- BRANO CITATO
————————
Di lui si può senz’altro dire che è stato uno spirito libero e critico che ha sempre affrontato con ironia, intelligenza e lucidità le contraddizioni del nostro tempo, sia quelle di carattere personale che quelle di carattere sociale. Gaber parla dei più svariati argomenti: famiglia, amicizia, sessualità, solitudine, amore, coscienza individuale, ma anche politica, economia, istituzioni, religione, mass-media, ecc.

Ma più che parlare di lui..lasciamo parlare lui..
“Il signor G” rappresentava (…) la sincerità. Io venivo da un mondo tutto diverso basato sulla logica dell’intrattenimento. Scegliendo il teatro ridussi ulteriormente il mio nome e creai una sintesi fra me e il personaggio. “Il signor G” – dove quella ‘G’ voleva anche dire “gente” – era un signore un po’ anonimo, un signore come tutti che però mi assomigliava, in bilico fra un desiderio di reale cambiamento e un inserimento nella società perché aveva già una sua vita adulta un po’ lontana da quella dei Sessantottini. Con ‘il signor G’ mi sono acquistato il grande privilegio di dire, di cantare in teatro quello che sono e quello che penso, al di là dei condizionamenti del mestiere dei quali prima risentivo
(Maria Grazia Gregori, “Storie del signor G”, L’Unità – Cabaret n.4 1996)

“…Guardo molto dentro me stesso: non è rabbia. È autoanalisi. Serve a farmi capire gli altri, ma anche serve a me per resistere all’omologazione imperante”
 (Si. Ro., “Gaber: ora sono un laureato del teatro”, La Stampa 1/6/1989)
————————
- CONSEGNA 1
Secondo il brano citato, che cos'altro voleva dire la "G" del "signor G"?
- CONSEGNA 2
Estrai dalle voci ogni riga che contiene la stringa "sleeve".
————————
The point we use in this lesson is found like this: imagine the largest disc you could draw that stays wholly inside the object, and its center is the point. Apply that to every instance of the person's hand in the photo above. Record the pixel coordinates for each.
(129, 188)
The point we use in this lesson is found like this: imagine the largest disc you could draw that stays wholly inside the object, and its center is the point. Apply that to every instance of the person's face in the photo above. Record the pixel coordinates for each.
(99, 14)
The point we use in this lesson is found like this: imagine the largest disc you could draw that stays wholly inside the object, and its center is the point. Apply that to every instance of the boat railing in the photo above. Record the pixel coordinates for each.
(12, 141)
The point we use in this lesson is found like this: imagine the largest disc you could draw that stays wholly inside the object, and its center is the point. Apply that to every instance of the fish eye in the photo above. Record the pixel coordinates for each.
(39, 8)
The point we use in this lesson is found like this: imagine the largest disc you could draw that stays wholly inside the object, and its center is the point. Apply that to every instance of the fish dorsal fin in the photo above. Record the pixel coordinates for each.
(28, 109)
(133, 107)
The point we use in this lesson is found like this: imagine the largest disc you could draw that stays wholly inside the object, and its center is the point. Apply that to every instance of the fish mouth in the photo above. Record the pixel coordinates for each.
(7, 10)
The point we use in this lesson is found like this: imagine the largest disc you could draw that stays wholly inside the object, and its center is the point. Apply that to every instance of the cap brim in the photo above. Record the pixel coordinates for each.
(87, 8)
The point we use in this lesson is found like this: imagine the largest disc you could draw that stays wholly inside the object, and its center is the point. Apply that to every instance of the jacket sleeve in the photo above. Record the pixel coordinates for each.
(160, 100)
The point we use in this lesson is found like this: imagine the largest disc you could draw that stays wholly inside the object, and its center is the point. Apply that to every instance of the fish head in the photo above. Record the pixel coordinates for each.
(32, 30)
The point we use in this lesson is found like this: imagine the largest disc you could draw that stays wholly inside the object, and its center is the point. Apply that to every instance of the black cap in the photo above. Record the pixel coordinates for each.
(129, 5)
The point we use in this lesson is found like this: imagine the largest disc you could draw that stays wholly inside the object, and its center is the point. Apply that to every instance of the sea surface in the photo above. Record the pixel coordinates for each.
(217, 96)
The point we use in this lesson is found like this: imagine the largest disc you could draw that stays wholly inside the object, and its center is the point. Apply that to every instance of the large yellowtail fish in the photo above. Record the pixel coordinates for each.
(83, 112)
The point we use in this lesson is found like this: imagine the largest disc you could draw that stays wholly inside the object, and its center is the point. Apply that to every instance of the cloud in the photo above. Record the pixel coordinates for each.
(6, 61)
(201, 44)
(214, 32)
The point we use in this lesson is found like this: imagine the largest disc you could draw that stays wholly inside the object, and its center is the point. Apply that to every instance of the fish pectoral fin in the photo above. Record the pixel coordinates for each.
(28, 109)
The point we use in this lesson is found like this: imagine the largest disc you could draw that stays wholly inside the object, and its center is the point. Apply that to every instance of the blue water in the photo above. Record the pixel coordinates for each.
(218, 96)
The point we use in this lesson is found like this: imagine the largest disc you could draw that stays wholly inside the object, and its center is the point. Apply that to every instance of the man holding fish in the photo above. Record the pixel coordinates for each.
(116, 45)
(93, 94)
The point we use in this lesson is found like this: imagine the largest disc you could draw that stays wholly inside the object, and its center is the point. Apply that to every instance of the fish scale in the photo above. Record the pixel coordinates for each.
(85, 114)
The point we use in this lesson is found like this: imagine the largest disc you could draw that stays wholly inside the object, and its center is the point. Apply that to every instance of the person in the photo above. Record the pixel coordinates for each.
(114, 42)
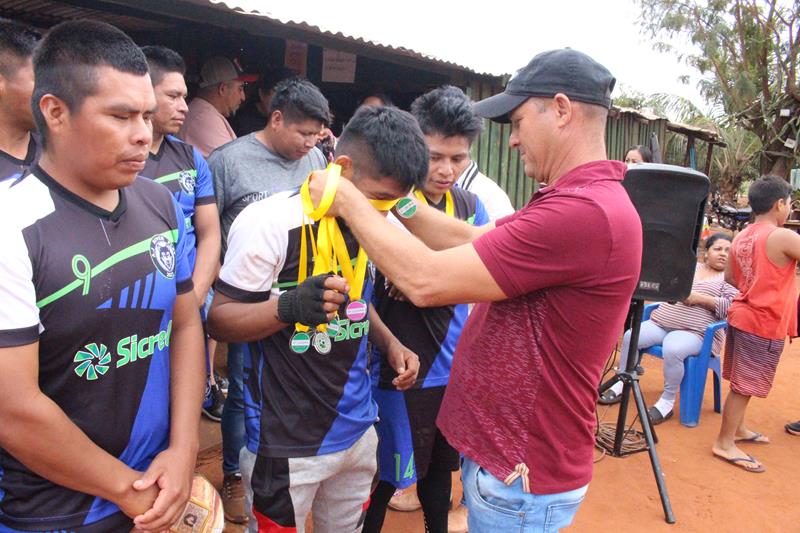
————————
- SOLUZIONE ESERCIZIO 1
Voleva dire anche "gente".

- SOLUZIONE ESERCIZIO 2
The point we use in this lesson is found like this: imagine the largest disc you could draw that stays wholly inside the object, and its center is the point. Apply that to every instance of the jacket sleeve in the photo above. Record the pixel coordinates for each.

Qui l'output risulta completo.